• Document:
##############################
In the most common forms of predicate logic, ∀ and ∃ act like a sort of logical conjunction (AND) across all objects, and logical disjunction (OR) across all objects, respectively.

Connection between ∀ and 'AND'

Consider an argument in which the only 'objects' are Scottish people, and let EPP(x) = "x eats their porridge plain". Then

∀x : EPP(x)

translates (with somewhat less social grace than one might use in daily speech) as

For every [Scottish person] x: x eats their porridge plain

which we might better render as

Every Scot eats their porridge plain.

If we suppose that one is a 'Scot' if and only if one was either born in Scotland, or is a British citizen living in Scotland for at least 90% of their life, then there are only finitely many Scots; so we could also imagine producing a list of all Scots ("Angus", "Maeve", "Bruce", "Caroline", ...), in which case it's equivalent to

(Angus eats his porridge plain) AND (Maeve eats her porridge plain) AND ...
##############################
• Supplied data:
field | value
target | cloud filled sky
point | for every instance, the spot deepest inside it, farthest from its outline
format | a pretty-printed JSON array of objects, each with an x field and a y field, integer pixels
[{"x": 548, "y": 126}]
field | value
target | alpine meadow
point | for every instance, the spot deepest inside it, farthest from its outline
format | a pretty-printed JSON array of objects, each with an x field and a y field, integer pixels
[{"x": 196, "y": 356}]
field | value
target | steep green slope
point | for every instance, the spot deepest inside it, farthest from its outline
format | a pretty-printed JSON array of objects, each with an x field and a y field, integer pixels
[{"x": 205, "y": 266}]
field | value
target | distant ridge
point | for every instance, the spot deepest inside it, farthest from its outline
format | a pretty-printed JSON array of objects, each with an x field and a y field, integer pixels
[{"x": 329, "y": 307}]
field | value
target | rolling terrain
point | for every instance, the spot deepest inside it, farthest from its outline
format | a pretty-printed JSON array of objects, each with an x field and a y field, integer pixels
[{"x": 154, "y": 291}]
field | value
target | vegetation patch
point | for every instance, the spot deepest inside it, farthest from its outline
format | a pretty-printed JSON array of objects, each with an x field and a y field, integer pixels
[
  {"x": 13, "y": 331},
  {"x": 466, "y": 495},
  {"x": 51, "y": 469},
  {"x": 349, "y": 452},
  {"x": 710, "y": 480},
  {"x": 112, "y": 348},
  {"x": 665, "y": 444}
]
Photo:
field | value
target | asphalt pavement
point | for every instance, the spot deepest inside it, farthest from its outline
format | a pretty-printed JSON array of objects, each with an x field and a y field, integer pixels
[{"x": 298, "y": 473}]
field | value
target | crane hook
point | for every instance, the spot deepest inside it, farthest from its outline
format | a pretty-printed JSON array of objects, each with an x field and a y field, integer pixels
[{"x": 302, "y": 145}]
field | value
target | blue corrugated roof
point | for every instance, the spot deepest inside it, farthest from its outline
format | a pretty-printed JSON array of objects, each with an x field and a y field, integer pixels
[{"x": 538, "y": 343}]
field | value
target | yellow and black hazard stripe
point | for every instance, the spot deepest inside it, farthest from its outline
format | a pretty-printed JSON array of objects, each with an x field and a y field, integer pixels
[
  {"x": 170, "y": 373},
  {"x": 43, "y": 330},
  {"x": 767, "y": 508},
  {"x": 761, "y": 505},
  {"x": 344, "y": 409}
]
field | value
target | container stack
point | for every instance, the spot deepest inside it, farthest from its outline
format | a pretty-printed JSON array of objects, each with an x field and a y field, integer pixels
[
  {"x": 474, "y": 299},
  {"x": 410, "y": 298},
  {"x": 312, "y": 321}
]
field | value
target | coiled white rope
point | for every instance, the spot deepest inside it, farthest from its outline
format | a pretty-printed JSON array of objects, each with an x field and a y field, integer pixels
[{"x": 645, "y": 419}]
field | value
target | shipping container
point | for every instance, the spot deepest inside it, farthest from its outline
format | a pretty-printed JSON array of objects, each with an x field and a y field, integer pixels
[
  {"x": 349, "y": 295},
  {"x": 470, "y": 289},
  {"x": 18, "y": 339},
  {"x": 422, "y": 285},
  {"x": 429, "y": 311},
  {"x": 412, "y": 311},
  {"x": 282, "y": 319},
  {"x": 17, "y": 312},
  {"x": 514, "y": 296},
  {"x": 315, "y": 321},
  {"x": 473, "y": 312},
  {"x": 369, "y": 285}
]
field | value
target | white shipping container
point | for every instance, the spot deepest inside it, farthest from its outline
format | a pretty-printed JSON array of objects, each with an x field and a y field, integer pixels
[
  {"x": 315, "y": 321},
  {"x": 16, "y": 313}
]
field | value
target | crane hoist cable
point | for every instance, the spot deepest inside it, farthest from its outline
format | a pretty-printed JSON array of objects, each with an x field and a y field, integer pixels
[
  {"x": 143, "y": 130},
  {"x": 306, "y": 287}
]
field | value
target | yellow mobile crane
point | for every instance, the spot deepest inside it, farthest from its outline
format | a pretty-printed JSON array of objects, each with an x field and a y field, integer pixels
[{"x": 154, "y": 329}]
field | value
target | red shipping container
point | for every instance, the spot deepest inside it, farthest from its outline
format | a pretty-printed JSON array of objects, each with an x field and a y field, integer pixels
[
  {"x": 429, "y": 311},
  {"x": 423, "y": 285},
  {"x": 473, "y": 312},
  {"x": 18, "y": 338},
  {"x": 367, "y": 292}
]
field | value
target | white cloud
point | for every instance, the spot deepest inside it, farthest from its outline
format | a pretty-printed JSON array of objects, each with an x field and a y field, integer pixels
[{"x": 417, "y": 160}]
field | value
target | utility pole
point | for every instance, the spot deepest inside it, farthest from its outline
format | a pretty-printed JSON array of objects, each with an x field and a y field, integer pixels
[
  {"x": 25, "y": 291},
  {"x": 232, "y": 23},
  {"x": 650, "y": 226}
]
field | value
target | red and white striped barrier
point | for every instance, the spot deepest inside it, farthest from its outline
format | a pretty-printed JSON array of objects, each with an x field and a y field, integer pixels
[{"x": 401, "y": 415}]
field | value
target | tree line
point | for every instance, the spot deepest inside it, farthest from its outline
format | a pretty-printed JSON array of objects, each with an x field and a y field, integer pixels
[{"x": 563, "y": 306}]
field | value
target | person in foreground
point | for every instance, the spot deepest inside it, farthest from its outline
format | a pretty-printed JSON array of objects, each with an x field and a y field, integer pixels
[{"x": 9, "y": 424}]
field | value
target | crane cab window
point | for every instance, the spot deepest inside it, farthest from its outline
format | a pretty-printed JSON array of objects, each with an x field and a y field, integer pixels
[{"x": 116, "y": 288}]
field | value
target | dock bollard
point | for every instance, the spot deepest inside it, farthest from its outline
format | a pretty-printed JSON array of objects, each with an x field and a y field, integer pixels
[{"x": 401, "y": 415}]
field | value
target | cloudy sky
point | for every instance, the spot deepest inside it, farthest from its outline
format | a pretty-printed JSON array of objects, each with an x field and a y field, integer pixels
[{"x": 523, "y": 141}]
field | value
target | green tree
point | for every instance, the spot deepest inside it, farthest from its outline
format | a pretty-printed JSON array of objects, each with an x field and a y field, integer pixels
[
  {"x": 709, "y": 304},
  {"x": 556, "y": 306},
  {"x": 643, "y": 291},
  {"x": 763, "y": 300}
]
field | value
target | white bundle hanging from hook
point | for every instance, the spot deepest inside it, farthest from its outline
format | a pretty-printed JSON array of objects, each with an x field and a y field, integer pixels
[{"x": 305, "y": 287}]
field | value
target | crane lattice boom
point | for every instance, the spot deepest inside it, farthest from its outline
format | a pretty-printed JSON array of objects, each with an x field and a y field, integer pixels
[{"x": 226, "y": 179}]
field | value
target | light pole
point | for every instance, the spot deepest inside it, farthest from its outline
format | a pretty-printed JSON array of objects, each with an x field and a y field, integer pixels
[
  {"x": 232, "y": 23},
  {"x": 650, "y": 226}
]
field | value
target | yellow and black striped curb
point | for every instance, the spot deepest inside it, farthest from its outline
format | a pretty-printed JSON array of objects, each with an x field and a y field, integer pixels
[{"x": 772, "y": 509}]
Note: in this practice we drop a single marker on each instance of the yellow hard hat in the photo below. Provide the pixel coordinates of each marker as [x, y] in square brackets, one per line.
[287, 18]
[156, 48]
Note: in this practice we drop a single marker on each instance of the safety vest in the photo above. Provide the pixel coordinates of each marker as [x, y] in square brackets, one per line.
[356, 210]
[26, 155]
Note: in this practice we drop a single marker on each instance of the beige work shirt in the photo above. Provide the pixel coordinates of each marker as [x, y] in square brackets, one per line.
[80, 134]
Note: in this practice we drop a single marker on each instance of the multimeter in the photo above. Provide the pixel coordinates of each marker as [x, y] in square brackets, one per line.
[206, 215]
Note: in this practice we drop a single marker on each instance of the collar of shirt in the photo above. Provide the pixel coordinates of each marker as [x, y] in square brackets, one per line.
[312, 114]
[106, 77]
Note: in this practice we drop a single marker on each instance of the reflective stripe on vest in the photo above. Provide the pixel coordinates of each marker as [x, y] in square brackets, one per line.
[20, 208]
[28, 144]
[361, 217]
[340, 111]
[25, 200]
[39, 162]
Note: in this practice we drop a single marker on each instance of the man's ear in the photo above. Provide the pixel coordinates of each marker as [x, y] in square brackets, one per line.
##############################
• Requirement 1:
Give every personal name that appears in the passage on quantifiers in predicate logic.
• Requirement 2:
Carry the passage on quantifiers in predicate logic forward from its last line.

• Result 1:
Angus, Maeve, Bruce, Caroline

• Result 2:
which is not a terribly convenient way to express the same thing, but it is still equivalent so long as we list all Scots, and no person (or thing) which is not a Scot. The ∀ symbol is more powerful in this way — it allows us to express a notion

  • without having to refer to every object meeting some criterion;
  • without even having to commit to a definite list of all objects in the universe of discourse; and
  • in other contexts, such as when the universe of discourse are mathematical objects such as numbers, without even commenting on whether there even exists a finite list of objects under consideration.

Especially in the last case, ∀ allows us to potentially express something which is true about a collection which is infinite, or whose extent we do not yet know. But even so, the way in which it behaves is very much like a logical 'AND' of the same property, across all of the objects in the "domain of discourse".

Connection between ∃ and 'OR'

In the same way as ∀ expresses something like an 'AND' across all objects being considered, ∃ expresses something like an 'OR'. Suppose the domain of discourse is people in some specific room (which I will refer to as 'this' room; you can imagine the speaker being in the room themselves), and M(x) = "x is a murderer". Then

∃x : M(x)

translates as

There exists a [person in this room] x: x is a murderer

which we might better render as

Some person in this room is a murderer.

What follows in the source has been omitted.